» **Written request**
Reproduce verbatim the lines of the records below, starting with the line that contains "Annotate each instance of the polar bear in" and continuing through the line that contains "x=184 y=220", including both of those lines.

» **Dataset records**
— begin —
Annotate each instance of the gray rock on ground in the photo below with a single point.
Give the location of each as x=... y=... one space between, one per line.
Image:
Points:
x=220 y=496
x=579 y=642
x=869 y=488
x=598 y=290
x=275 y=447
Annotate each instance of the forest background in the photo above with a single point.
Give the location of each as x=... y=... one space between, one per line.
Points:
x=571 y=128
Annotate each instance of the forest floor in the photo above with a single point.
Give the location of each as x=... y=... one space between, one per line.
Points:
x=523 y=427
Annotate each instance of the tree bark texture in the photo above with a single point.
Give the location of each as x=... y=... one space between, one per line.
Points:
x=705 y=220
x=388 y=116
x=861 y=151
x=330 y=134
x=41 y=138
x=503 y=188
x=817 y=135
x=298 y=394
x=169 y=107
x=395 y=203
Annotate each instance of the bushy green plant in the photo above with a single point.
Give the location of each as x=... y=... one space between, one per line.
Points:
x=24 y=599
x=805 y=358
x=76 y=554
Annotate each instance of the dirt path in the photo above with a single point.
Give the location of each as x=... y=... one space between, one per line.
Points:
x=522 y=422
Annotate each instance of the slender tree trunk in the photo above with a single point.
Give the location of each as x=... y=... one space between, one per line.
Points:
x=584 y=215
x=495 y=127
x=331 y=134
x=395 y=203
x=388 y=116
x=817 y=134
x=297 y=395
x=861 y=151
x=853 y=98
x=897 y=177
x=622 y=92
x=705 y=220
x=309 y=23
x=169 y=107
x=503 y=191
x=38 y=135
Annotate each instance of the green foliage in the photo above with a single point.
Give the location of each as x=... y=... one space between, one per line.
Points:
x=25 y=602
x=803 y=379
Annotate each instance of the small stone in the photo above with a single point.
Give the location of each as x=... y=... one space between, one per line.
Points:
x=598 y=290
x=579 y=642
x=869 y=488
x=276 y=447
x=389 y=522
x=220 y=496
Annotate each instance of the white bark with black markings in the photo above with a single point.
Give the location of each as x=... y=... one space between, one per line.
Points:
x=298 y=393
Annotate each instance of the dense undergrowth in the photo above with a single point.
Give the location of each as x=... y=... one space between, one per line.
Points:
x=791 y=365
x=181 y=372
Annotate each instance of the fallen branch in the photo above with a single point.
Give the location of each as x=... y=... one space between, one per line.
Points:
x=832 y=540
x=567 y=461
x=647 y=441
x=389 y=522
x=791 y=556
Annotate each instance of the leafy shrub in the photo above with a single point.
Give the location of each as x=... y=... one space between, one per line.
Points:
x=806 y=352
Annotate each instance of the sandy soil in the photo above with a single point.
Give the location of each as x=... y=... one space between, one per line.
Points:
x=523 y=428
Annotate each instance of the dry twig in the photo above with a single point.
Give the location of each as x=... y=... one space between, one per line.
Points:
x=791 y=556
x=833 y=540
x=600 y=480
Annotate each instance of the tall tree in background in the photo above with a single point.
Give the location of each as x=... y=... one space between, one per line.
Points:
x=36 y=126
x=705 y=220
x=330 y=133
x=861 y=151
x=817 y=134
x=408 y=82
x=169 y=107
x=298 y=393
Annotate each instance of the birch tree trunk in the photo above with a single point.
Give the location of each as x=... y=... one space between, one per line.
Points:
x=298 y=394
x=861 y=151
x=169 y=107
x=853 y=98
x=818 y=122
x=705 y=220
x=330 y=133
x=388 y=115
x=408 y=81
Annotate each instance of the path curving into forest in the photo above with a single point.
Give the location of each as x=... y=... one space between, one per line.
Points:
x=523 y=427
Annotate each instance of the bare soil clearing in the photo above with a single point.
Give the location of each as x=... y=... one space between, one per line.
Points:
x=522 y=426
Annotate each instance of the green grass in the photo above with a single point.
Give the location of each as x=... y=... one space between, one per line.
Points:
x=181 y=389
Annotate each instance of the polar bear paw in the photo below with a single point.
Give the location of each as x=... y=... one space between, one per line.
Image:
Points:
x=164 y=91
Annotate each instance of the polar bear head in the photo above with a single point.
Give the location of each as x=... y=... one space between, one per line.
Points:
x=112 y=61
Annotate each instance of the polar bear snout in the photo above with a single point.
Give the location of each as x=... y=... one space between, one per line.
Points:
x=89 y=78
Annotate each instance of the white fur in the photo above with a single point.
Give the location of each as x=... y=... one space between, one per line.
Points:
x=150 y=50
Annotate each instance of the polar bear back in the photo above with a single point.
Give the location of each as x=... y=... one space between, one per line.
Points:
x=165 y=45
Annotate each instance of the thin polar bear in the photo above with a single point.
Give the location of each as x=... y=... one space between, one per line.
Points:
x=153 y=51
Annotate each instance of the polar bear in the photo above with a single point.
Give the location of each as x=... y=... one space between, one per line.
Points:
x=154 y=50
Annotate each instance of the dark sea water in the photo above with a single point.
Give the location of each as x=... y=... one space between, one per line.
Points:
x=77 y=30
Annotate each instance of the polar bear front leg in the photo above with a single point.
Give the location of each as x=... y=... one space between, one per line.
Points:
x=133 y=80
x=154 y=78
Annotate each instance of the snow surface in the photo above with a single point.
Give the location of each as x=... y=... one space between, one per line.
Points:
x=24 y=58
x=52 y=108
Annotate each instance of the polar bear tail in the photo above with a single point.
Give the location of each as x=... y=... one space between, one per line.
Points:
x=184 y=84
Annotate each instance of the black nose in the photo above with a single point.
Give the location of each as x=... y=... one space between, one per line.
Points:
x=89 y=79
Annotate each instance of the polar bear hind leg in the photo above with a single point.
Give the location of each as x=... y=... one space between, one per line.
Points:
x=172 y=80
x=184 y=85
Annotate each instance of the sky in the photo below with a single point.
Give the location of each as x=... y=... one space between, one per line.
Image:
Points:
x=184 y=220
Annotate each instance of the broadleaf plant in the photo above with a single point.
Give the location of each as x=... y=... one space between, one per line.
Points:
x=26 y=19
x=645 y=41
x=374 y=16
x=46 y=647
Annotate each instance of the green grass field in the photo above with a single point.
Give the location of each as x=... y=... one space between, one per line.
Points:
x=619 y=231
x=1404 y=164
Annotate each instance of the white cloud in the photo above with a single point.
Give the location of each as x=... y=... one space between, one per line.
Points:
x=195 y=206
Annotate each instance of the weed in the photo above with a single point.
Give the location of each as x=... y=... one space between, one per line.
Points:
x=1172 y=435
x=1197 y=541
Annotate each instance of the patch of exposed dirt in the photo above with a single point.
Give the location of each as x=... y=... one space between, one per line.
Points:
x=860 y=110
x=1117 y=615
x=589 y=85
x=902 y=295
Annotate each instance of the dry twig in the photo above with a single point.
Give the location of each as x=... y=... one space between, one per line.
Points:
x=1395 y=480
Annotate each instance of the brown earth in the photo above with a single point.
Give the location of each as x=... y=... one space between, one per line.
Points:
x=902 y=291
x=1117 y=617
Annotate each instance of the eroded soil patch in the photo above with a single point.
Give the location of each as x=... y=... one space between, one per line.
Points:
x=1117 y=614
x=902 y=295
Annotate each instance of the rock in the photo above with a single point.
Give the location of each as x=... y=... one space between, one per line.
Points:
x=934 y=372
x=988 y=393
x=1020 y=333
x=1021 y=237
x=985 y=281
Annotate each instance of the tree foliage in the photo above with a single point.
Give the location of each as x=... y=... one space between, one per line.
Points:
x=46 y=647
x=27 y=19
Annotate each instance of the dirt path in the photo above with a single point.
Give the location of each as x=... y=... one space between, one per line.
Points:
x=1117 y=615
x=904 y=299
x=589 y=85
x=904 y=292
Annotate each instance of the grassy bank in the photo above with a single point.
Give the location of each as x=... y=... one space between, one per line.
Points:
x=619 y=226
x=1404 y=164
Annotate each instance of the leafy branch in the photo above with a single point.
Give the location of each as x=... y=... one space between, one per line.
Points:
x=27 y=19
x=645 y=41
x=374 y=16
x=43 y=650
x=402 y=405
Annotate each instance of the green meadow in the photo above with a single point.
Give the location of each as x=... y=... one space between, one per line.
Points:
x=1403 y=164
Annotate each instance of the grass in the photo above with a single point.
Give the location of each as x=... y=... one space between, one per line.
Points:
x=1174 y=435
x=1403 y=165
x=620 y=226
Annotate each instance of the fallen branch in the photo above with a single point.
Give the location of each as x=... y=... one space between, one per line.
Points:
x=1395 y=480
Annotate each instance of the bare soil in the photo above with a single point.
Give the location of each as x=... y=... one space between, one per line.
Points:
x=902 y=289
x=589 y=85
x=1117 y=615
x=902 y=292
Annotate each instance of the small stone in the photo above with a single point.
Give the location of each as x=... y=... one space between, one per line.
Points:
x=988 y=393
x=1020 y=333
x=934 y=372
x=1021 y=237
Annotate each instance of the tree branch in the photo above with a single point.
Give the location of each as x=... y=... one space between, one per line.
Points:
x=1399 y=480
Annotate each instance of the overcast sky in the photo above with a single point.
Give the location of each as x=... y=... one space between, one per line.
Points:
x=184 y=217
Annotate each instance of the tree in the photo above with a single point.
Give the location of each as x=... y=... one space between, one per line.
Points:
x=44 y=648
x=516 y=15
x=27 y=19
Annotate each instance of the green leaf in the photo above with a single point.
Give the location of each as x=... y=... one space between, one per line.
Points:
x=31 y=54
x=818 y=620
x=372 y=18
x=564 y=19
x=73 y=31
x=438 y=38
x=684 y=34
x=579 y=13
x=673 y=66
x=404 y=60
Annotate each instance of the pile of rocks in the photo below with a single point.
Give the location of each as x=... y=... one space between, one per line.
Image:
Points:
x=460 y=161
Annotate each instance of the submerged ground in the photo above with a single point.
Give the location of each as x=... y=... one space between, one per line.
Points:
— end —
» **Output for this task**
Annotate each instance of the polar bear in the photo above with a single point.
Give the location of each as x=... y=... one space between, one per line.
Points:
x=154 y=50
Annotate each instance of the dark sea water in the photo above with a single point.
Give the location of each as x=... y=... one space between, one per line.
Points:
x=77 y=30
Annotate each instance of the polar bear front leg in the photo above with a single point.
Give the location of each as x=... y=... one space between, one per line.
Points:
x=133 y=80
x=154 y=78
Annotate each instance of the snow surface in the photo above with a single point.
Give the location of each as x=... y=... one space between, one per line.
Points:
x=24 y=58
x=52 y=108
Annotate each instance of the polar bear tail in the photo above with a single point.
Give the location of each as x=... y=... one space between, one per line.
Points:
x=184 y=84
Annotate each instance of the black nose in the photo above with a single point.
Give the location of each as x=... y=... one space between, one per line.
Points:
x=89 y=79
Annotate each instance of the polar bear hind leg in the photo above with a single point.
Give the location of each as x=... y=... one space between, one per line.
Points:
x=172 y=80
x=184 y=85
Annotate each instance of the sky in the photo below with a single point.
Give the location of each as x=... y=... one space between, one per line.
Image:
Points:
x=184 y=220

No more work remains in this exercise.